• [TASK INSTRUCTIONS]
Among the lines below, keep only those from the one containing "Target: blue sky" through the one containing "Target: running track surface", and reproduce them exactly.

- - - - - - -

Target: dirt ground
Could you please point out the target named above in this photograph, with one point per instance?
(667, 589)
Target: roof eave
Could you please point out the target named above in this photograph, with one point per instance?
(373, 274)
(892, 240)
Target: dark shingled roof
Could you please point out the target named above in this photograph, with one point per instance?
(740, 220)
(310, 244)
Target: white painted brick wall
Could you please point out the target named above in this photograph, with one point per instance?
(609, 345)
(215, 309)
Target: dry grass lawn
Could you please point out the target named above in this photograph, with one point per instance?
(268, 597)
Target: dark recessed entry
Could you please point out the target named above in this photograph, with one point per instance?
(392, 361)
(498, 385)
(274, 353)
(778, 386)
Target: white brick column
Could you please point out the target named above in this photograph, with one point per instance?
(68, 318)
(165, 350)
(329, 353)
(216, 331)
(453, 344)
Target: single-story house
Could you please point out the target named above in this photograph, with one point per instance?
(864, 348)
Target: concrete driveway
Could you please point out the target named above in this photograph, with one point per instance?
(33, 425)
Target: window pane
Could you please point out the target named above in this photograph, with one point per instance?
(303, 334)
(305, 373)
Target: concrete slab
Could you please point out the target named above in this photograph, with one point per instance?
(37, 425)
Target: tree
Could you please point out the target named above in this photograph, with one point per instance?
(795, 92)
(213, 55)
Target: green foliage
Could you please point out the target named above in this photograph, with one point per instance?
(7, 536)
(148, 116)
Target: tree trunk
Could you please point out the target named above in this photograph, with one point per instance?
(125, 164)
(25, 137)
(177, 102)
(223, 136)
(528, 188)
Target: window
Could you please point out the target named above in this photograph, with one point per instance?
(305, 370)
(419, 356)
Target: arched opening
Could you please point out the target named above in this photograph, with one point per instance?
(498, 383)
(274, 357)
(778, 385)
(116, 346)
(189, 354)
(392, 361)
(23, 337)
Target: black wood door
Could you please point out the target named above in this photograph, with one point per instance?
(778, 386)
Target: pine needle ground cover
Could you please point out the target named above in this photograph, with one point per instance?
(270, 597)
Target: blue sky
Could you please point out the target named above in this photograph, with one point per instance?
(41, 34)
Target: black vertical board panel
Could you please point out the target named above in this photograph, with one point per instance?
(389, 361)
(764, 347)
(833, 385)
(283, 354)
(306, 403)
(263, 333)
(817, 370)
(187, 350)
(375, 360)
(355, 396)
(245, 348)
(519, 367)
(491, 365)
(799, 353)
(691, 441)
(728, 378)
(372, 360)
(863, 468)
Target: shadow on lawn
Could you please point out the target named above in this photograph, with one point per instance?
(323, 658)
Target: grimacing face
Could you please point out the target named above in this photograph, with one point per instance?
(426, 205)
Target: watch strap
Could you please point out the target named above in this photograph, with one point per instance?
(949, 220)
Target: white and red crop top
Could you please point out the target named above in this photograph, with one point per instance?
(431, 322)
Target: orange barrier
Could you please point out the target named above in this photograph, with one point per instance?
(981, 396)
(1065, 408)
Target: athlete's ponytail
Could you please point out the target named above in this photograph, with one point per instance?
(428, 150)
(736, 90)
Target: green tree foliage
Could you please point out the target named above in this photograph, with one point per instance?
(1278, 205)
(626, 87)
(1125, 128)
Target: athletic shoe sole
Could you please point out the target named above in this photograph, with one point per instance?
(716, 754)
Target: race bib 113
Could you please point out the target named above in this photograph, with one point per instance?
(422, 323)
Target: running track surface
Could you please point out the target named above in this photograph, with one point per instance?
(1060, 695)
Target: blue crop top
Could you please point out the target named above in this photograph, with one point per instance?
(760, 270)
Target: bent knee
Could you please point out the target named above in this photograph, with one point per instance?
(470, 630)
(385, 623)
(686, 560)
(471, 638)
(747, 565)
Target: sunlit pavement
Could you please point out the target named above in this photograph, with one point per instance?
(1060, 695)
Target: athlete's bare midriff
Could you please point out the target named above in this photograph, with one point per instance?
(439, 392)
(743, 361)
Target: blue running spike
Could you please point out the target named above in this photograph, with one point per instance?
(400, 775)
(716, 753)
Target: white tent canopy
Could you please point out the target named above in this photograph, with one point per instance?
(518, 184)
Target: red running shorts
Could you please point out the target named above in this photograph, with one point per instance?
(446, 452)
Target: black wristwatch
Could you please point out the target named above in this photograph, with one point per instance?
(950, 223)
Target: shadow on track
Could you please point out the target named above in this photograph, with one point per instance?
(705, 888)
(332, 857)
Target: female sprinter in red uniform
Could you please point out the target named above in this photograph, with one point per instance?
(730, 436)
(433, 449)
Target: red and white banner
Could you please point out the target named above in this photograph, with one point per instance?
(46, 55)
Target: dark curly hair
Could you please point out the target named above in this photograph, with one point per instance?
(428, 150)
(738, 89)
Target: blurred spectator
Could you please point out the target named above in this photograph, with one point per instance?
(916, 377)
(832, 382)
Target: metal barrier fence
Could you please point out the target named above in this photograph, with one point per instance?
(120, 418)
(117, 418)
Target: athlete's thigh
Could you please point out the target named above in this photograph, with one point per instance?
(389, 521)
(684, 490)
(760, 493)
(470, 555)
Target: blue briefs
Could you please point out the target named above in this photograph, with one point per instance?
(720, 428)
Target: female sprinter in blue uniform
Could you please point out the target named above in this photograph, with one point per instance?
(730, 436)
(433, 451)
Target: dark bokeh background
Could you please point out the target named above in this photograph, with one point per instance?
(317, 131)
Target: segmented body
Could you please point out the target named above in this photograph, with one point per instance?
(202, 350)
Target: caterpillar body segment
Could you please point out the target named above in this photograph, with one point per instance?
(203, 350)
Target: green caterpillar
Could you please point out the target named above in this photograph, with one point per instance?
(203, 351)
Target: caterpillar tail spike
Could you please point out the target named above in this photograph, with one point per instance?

- - - - - - -

• [ANSWER AREA]
Target: blue sky
Could you please point out the target named above in this photograph, with one point per instance?
(41, 34)
Target: black vertical board panel
Could you please point out the target named above in this photograph, with one point per instance?
(389, 361)
(764, 347)
(833, 385)
(283, 354)
(306, 403)
(263, 333)
(817, 370)
(187, 350)
(375, 360)
(355, 396)
(245, 348)
(519, 367)
(491, 365)
(799, 353)
(691, 441)
(728, 378)
(372, 360)
(863, 468)
Target: shadow on lawn
Could you please point out the target named above in this photograph, with one point per instance?
(323, 658)
Target: grimacing face
Could you please point out the target named above in this photograph, with one point per instance?
(426, 205)
Target: watch strap
Could you please point out the target named above in this photograph, with one point per instance?
(949, 220)
Target: white and red crop top
Could you please point out the target named above in this photograph, with one point per instance?
(431, 322)
Target: orange barrier
Could you please point out the target named above in this photograph, with one point per instance?
(981, 396)
(1065, 408)
Target: athlete's ponytail
Could you please point out the target named above in this photograph, with one point per instance?
(428, 150)
(736, 90)
Target: green tree foliage
Could you please point out the target named above in this photograph, with one point per instance?
(1278, 205)
(626, 87)
(1125, 128)
Target: athletic shoe sole
Could you please point out the target named above in this photograph, with one point per instance?
(716, 754)
Target: race bib 113
Could you please point out the target named above in this photograph, with one point per instance?
(422, 323)
Target: running track surface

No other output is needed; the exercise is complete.